- Exercise description
Output exactly the lines from the line with "Could you mark every instance of the hair" through the end of the records below. Include nothing else.

--- BEGIN Information provided ---

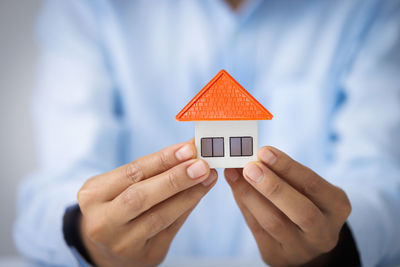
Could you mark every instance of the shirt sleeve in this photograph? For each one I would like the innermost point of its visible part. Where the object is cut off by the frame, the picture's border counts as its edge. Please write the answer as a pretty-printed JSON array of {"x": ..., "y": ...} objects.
[
  {"x": 77, "y": 126},
  {"x": 367, "y": 151}
]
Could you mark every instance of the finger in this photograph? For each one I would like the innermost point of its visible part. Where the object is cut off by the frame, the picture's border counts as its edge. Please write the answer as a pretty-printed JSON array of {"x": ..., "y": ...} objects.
[
  {"x": 269, "y": 247},
  {"x": 109, "y": 185},
  {"x": 158, "y": 246},
  {"x": 270, "y": 218},
  {"x": 320, "y": 191},
  {"x": 293, "y": 204},
  {"x": 163, "y": 215},
  {"x": 140, "y": 197}
]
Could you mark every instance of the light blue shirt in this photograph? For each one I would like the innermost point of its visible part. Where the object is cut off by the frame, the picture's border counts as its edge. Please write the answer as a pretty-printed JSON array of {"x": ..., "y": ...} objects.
[{"x": 113, "y": 75}]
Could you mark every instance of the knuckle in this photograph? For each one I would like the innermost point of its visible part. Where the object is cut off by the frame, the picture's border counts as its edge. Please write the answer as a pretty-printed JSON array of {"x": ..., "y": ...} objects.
[
  {"x": 313, "y": 186},
  {"x": 310, "y": 220},
  {"x": 156, "y": 223},
  {"x": 328, "y": 243},
  {"x": 154, "y": 257},
  {"x": 134, "y": 198},
  {"x": 164, "y": 160},
  {"x": 84, "y": 197},
  {"x": 273, "y": 189},
  {"x": 344, "y": 205},
  {"x": 272, "y": 224},
  {"x": 243, "y": 190},
  {"x": 133, "y": 172},
  {"x": 119, "y": 249},
  {"x": 173, "y": 182},
  {"x": 286, "y": 166},
  {"x": 95, "y": 229}
]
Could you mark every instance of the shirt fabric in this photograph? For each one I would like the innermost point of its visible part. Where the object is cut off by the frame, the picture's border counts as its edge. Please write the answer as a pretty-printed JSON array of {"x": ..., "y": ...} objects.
[{"x": 113, "y": 75}]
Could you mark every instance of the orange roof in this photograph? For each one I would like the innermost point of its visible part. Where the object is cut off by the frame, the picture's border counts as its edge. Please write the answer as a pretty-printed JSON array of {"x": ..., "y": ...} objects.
[{"x": 223, "y": 99}]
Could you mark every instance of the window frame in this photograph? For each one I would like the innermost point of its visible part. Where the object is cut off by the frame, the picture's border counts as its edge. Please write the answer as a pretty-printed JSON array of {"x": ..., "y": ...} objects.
[
  {"x": 241, "y": 146},
  {"x": 212, "y": 147}
]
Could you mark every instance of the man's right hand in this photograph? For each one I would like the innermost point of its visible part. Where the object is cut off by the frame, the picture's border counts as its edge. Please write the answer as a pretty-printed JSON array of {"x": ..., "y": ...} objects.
[{"x": 131, "y": 214}]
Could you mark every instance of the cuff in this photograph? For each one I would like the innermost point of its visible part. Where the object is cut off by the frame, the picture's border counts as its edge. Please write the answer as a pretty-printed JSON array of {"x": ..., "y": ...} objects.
[{"x": 72, "y": 236}]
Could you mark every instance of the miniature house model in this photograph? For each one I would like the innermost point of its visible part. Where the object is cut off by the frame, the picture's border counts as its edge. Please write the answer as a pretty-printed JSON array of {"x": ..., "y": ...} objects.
[{"x": 226, "y": 118}]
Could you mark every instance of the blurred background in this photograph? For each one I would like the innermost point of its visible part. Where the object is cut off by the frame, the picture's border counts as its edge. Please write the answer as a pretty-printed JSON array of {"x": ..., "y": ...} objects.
[{"x": 17, "y": 77}]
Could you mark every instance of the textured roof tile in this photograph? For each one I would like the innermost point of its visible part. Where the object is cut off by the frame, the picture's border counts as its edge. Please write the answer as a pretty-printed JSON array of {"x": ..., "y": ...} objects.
[{"x": 223, "y": 98}]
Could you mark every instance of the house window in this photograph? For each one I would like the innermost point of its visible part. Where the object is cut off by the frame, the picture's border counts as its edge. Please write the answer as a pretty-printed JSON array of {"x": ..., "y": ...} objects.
[
  {"x": 241, "y": 146},
  {"x": 212, "y": 147}
]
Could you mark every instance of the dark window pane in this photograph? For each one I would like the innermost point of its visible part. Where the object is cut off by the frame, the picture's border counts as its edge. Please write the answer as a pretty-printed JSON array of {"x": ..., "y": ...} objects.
[
  {"x": 218, "y": 147},
  {"x": 206, "y": 147},
  {"x": 235, "y": 146},
  {"x": 247, "y": 146}
]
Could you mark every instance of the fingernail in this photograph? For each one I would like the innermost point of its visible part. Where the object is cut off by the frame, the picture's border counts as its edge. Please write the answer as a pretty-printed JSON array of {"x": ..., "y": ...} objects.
[
  {"x": 253, "y": 172},
  {"x": 184, "y": 153},
  {"x": 210, "y": 179},
  {"x": 197, "y": 169},
  {"x": 267, "y": 156},
  {"x": 232, "y": 175}
]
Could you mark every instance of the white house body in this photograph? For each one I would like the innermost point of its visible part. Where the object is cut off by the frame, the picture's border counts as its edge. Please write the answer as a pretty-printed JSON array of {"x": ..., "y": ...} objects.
[{"x": 226, "y": 144}]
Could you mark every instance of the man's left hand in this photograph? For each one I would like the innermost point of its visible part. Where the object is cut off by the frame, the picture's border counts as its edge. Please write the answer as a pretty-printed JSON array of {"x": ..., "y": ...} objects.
[{"x": 294, "y": 214}]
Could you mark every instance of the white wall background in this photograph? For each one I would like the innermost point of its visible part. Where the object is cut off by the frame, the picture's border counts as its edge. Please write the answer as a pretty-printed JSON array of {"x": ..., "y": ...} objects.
[{"x": 17, "y": 77}]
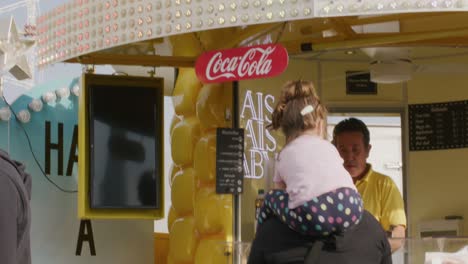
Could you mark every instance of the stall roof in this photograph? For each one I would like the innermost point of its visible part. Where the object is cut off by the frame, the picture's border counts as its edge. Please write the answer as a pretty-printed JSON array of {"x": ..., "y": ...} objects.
[{"x": 126, "y": 32}]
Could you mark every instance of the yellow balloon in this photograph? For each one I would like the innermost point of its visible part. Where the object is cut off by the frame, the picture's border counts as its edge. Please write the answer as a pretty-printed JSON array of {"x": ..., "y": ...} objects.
[
  {"x": 183, "y": 139},
  {"x": 183, "y": 240},
  {"x": 172, "y": 216},
  {"x": 175, "y": 120},
  {"x": 204, "y": 160},
  {"x": 213, "y": 212},
  {"x": 173, "y": 172},
  {"x": 183, "y": 192},
  {"x": 212, "y": 251},
  {"x": 185, "y": 92},
  {"x": 211, "y": 106}
]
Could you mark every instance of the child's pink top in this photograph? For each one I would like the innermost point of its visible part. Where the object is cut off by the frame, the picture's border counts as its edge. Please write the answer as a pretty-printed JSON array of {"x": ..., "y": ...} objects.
[{"x": 310, "y": 166}]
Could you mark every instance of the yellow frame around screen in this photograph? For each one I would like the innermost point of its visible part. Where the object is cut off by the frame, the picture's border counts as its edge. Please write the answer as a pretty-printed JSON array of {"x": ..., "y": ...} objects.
[{"x": 84, "y": 209}]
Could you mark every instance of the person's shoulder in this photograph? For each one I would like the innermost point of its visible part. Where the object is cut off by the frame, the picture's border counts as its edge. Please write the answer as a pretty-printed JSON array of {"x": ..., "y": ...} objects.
[{"x": 380, "y": 177}]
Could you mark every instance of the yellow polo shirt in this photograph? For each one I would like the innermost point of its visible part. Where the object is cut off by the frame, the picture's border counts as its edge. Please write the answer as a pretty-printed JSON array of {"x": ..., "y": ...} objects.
[{"x": 382, "y": 199}]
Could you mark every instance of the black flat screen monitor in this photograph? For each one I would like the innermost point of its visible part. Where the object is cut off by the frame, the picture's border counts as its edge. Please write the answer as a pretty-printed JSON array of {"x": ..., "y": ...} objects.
[{"x": 125, "y": 117}]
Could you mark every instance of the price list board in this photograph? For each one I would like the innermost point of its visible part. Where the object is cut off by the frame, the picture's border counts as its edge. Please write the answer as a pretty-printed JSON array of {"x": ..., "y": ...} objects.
[
  {"x": 438, "y": 126},
  {"x": 229, "y": 160}
]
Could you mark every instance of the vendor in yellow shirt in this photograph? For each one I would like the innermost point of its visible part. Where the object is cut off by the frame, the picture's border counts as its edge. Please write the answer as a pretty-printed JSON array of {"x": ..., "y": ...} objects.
[{"x": 379, "y": 193}]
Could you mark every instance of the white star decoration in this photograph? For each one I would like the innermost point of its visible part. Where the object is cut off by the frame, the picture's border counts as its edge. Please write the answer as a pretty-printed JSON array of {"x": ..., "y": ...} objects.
[{"x": 13, "y": 50}]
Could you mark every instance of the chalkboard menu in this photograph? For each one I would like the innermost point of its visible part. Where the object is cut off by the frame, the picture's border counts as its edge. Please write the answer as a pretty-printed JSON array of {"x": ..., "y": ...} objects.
[
  {"x": 229, "y": 160},
  {"x": 438, "y": 125}
]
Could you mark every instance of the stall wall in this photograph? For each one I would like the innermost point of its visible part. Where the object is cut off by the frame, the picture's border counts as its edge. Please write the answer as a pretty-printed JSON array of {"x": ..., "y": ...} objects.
[
  {"x": 437, "y": 180},
  {"x": 55, "y": 226}
]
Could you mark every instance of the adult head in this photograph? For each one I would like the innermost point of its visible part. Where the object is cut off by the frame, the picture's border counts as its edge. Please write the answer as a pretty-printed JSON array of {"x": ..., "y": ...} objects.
[
  {"x": 351, "y": 138},
  {"x": 298, "y": 110}
]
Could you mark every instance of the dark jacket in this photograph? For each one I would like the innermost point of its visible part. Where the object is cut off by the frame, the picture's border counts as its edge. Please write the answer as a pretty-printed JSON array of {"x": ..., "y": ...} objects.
[
  {"x": 15, "y": 213},
  {"x": 276, "y": 243}
]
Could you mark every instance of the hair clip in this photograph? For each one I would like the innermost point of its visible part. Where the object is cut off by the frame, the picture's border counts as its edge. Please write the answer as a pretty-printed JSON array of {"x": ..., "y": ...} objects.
[{"x": 307, "y": 110}]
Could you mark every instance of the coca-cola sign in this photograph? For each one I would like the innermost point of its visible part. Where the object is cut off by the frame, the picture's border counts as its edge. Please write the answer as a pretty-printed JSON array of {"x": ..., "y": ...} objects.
[{"x": 260, "y": 61}]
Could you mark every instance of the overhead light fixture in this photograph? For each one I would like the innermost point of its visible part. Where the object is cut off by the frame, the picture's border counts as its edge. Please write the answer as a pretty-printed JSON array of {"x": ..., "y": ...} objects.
[
  {"x": 76, "y": 90},
  {"x": 24, "y": 116},
  {"x": 49, "y": 97},
  {"x": 35, "y": 105},
  {"x": 5, "y": 114},
  {"x": 63, "y": 93}
]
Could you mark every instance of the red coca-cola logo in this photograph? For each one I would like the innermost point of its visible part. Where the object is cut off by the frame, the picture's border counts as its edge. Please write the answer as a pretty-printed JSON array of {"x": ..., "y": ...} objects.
[{"x": 260, "y": 61}]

--- END Information provided ---

- Response to this task
Could you mark every instance of the hair clip in this photograph? For each one I would like the innermost point of its visible part. Where the object is cut off by the frame, the picture's border counts as its edge. Please write the answer as a pretty-printed JSON array of {"x": ..., "y": ...} objects.
[{"x": 307, "y": 110}]
Could you mark every instance of the coca-cola sign in this photograph? For each one I would like the innermost point of its visible part. Where the object is cut off by the frame, the picture's border counts as its edge. Please write the answer as a pretty-printed JSON array of {"x": ..., "y": ...} objects.
[{"x": 260, "y": 61}]
Could you mark every instance of the overhead light fixture in this photograph? For each one I would like the innermost point of its visible part. Where the object is cut off by the frame, the picture's border counts as its edge. Please write the answer as a pretty-printed JSON array of {"x": ..., "y": ...} objects.
[
  {"x": 76, "y": 90},
  {"x": 24, "y": 116},
  {"x": 49, "y": 97},
  {"x": 35, "y": 105},
  {"x": 5, "y": 114},
  {"x": 63, "y": 93}
]
Could you mark every instance of the red coca-cola logo in this photograph? For each one I would like the innermost point of its visible part. Where the object is cut off by the frame, the picture's border counts as its edge. Please write the answer as a pretty-printed JSON array of {"x": ..., "y": ...} objects.
[{"x": 260, "y": 61}]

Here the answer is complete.